_Exercise_: Rescale everything from the line containing "Given this image, can you confirm the presence of any background" down to the line containing "[0, 189, 42, 240]" in the data below: give all those lines again, requests included and unchanged, with every bounding-box coordinate in the answers multiplied by 1.45 and rounded to a whole number, halves rounded up.

** START OF Raw records **

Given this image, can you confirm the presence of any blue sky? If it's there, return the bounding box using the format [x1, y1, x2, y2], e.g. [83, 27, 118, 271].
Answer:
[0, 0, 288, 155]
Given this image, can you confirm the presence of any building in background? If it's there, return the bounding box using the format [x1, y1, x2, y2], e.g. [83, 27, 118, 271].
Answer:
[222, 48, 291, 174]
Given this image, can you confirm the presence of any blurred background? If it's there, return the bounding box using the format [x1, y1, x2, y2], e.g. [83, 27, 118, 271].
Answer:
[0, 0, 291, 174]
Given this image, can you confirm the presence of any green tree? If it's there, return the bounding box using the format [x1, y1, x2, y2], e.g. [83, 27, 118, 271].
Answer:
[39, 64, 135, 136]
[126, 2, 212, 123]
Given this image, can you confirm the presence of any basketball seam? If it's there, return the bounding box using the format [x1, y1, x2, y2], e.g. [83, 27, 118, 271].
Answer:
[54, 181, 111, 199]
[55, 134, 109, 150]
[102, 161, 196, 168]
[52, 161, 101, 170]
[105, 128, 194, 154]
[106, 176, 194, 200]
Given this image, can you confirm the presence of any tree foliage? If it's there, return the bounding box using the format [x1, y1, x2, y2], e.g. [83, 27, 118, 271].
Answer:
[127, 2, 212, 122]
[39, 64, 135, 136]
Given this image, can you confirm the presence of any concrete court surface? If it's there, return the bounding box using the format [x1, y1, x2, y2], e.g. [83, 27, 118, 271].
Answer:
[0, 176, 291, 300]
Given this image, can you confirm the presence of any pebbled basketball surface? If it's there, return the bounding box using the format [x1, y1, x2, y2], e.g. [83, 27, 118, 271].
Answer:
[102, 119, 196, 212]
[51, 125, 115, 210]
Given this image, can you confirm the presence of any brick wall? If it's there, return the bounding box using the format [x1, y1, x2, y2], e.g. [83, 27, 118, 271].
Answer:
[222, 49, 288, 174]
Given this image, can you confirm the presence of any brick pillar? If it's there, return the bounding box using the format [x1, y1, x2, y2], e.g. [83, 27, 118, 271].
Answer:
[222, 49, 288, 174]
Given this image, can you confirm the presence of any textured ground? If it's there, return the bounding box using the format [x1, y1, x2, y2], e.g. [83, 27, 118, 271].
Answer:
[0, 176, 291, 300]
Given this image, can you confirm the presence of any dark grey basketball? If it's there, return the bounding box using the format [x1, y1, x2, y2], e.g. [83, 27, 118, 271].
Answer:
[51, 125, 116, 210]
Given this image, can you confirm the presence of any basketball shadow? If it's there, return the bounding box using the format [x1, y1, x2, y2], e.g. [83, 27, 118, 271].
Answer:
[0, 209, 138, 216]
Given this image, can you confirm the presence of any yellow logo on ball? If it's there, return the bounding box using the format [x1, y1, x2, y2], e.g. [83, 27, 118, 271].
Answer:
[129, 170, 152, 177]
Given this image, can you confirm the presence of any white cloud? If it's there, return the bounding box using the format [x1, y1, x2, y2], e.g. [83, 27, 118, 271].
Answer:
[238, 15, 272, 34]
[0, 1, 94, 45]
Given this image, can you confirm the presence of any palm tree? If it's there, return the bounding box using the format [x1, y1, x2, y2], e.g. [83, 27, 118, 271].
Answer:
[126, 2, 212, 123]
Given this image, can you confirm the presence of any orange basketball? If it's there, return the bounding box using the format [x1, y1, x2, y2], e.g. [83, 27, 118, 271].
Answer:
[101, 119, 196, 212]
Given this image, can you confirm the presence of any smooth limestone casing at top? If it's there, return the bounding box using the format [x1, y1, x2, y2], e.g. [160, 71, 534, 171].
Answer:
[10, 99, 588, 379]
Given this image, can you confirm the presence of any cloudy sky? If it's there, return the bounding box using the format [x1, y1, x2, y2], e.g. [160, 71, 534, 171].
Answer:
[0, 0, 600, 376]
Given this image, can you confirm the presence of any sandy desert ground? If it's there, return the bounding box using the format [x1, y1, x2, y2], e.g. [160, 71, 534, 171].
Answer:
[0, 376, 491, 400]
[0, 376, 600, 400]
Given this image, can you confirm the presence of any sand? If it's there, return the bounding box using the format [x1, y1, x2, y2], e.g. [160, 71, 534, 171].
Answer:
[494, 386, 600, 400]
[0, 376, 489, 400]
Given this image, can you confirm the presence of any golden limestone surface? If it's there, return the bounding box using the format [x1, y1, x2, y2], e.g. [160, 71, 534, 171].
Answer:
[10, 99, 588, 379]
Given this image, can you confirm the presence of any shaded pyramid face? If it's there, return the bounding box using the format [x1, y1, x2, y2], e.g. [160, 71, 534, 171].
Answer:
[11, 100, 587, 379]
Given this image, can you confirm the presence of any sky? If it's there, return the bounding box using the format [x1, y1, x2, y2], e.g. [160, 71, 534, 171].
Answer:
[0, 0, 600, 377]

** END OF Raw records **
** START OF Raw records **

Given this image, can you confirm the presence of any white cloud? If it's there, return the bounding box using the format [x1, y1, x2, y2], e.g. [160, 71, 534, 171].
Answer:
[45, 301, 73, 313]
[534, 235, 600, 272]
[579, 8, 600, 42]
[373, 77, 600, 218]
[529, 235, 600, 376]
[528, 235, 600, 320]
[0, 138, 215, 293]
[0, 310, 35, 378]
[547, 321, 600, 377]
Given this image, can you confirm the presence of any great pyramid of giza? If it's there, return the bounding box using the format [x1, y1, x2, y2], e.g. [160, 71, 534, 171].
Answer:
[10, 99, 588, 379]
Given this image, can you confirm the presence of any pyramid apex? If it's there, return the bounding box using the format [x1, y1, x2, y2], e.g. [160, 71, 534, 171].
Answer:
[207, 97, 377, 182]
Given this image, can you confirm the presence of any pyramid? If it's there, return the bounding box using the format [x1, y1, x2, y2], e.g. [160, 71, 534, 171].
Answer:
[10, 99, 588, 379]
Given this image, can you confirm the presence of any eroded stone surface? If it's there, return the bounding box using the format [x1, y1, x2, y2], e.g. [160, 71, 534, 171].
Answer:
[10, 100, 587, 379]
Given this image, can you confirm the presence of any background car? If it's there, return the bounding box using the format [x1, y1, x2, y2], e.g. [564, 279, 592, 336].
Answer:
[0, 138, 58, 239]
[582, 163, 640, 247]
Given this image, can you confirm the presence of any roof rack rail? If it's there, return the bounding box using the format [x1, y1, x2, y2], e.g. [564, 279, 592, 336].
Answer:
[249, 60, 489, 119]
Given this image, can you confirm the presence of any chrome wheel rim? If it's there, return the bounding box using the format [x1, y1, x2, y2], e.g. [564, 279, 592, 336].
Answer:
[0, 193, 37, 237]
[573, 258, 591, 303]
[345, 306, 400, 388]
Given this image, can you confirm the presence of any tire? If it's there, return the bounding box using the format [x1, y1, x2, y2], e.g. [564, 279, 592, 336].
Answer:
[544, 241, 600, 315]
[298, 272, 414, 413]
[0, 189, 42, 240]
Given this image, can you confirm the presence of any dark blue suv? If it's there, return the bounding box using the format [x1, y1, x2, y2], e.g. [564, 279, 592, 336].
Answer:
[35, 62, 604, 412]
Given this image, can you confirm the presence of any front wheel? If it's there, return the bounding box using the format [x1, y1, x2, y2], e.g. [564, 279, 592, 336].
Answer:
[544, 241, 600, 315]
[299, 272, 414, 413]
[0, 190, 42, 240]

** END OF Raw records **

_Complete response_:
Given this image, can you confirm the presence of any background car? If it's there, return the bounding box using the format [x1, y1, x2, y2], e.g. [564, 279, 592, 336].
Answer:
[0, 200, 84, 347]
[844, 236, 928, 358]
Given this image, can you confirm the presence of any roof rack rail? If it's there, return the bounding box using the format [x1, y1, x2, y2], e.g. [564, 279, 592, 336].
Answer:
[361, 87, 709, 173]
Given this image, can you confirm the presence of any chrome wheel rim? If it's there, return the bounding box using the format [x1, y1, x2, y2], e.g. [564, 279, 592, 336].
Answer:
[0, 280, 54, 344]
[831, 374, 857, 439]
[500, 444, 580, 563]
Given this image, can you confirm the presence of any tire? If it's there, return the bounding box using the format [x1, y1, x2, y2], e.g. [564, 279, 592, 336].
Answer:
[789, 349, 870, 457]
[432, 394, 600, 599]
[0, 274, 61, 348]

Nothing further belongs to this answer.